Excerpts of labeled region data
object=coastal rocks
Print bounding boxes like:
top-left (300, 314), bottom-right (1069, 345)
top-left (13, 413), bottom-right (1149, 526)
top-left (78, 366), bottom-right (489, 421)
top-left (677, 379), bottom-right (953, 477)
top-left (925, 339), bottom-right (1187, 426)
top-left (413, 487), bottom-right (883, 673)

◆ YOUR OBJECTIVE
Reproduce the lines above without any changes.

◆ TASK RESULT
object=coastal rocks
Print bounding boxes like:
top-left (300, 314), bottom-right (1069, 345)
top-left (13, 413), bottom-right (1149, 526)
top-left (78, 366), bottom-right (489, 421)
top-left (677, 379), bottom-right (953, 477)
top-left (925, 339), bottom-right (1187, 426)
top-left (413, 487), bottom-right (883, 673)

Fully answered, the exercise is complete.